Cosa produrre =
Puoi continuare il brano di critica cinematografica su Neve nera, ripartendo subito dopo la sua ultima frase?

Estratto del testo =
***

A fronte di tali meriti di confezione, Neve nera mostra però una costruzione narrativa spesso scolastica, affidata a soluzioni banalissime quando non propriamente risibili. Si tratta di vere e proprie falle di scrittura, magari primarie falle di scrittura su pagina (sceneggiatura) che si traducono in falle di scrittura filmica. Specie nel cinema di genere (a cui in qualche modo pure Neve nera può appartenere, benché conservi una sua originalità trasversale a più generi codificati) è frequente il ricorso a personaggi-funzione, la cui azione è puramente integrata allo svolgimento del racconto o alla definizione di qualche altro protagonista.

***

[Righe dei contorni]
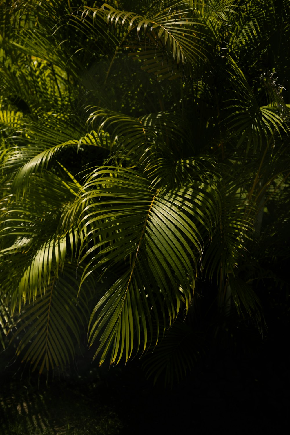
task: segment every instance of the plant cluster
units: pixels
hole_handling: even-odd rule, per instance
[[[0,336],[33,370],[88,328],[100,364],[161,341],[149,372],[180,378],[206,288],[260,321],[289,257],[289,6],[0,1]]]

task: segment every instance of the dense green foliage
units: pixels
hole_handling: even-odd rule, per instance
[[[204,291],[260,325],[284,287],[289,2],[0,8],[3,345],[41,372],[88,327],[101,364],[165,335],[148,372],[182,377]]]

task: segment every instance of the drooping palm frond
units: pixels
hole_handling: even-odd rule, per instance
[[[89,312],[85,293],[77,298],[74,269],[67,264],[65,274],[52,278],[45,291],[39,285],[33,301],[24,305],[15,318],[13,329],[16,331],[11,339],[15,335],[21,338],[17,353],[23,361],[33,365],[33,371],[38,367],[40,373],[44,368],[63,369],[80,345]]]
[[[84,204],[80,231],[88,224],[92,228],[80,246],[80,260],[87,262],[82,282],[92,271],[109,273],[127,259],[123,274],[94,310],[98,314],[90,342],[102,331],[96,354],[103,352],[100,363],[110,350],[111,363],[119,361],[123,351],[127,360],[135,328],[137,348],[143,334],[145,349],[153,339],[151,315],[158,325],[157,341],[160,308],[164,331],[166,318],[171,323],[180,303],[188,307],[203,248],[200,232],[211,232],[219,193],[214,185],[197,181],[187,189],[162,194],[152,190],[137,172],[121,167],[96,169],[82,191],[75,206]]]
[[[274,104],[275,100],[268,106],[258,105],[241,70],[232,59],[230,60],[236,74],[232,75],[231,81],[237,97],[233,104],[228,106],[233,111],[226,121],[229,130],[233,132],[232,137],[237,139],[237,147],[246,143],[247,152],[253,146],[255,152],[267,147],[275,133],[286,132],[288,127],[281,119],[281,110],[277,103]],[[283,107],[286,111],[287,107]]]
[[[108,37],[111,33],[118,32],[116,54],[130,50],[134,58],[142,62],[144,70],[160,78],[170,78],[181,77],[180,65],[182,70],[187,64],[199,66],[201,61],[208,61],[214,42],[209,23],[221,19],[205,4],[202,13],[188,7],[188,2],[180,2],[150,16],[118,10],[106,4],[100,8],[85,9],[79,20],[95,26],[97,32],[100,20],[106,20]],[[114,56],[107,77],[115,58]]]
[[[147,353],[143,367],[153,384],[161,379],[164,386],[172,388],[194,367],[204,352],[203,335],[178,319],[173,323],[159,345]]]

***

Risposta =
Ma nel caso di Laura, moglie estranea alle dinamiche familiari che funge da occhio esterno alla vicenda, le ingenuità di sceneggiatura si accumulano oltremisura. Così come risultano mal gestiti pure i due protagonisti, al centro innanzitutto di una palese sproporzione di spazio in scena (a conti fatti Ricardo Darìn è poco più di una comparsa).
Stavolta pure la fiducia riposta nella statura di star di Darìn e Sbaraglia sembra eccessiva: Darìn sempre sul filo dell’accademia (come sovente gli accade), Sbaraglia svogliato e mal diretto. Resta una diffusa sensazione di “gratuito”, ma non di quel gratuito gratificante di cui spesso il cinema è impastato. Gratuito vero, di “primo grado”, in cui regna sovrano il groviglio narrativo fine a se stesso. Se un film lascia la sensazione che un marito protagonista non abbia mai parlato alla moglie di un suo trauma del passato perché altrimenti il film non si sarebbe fatto, allora non è un buon film.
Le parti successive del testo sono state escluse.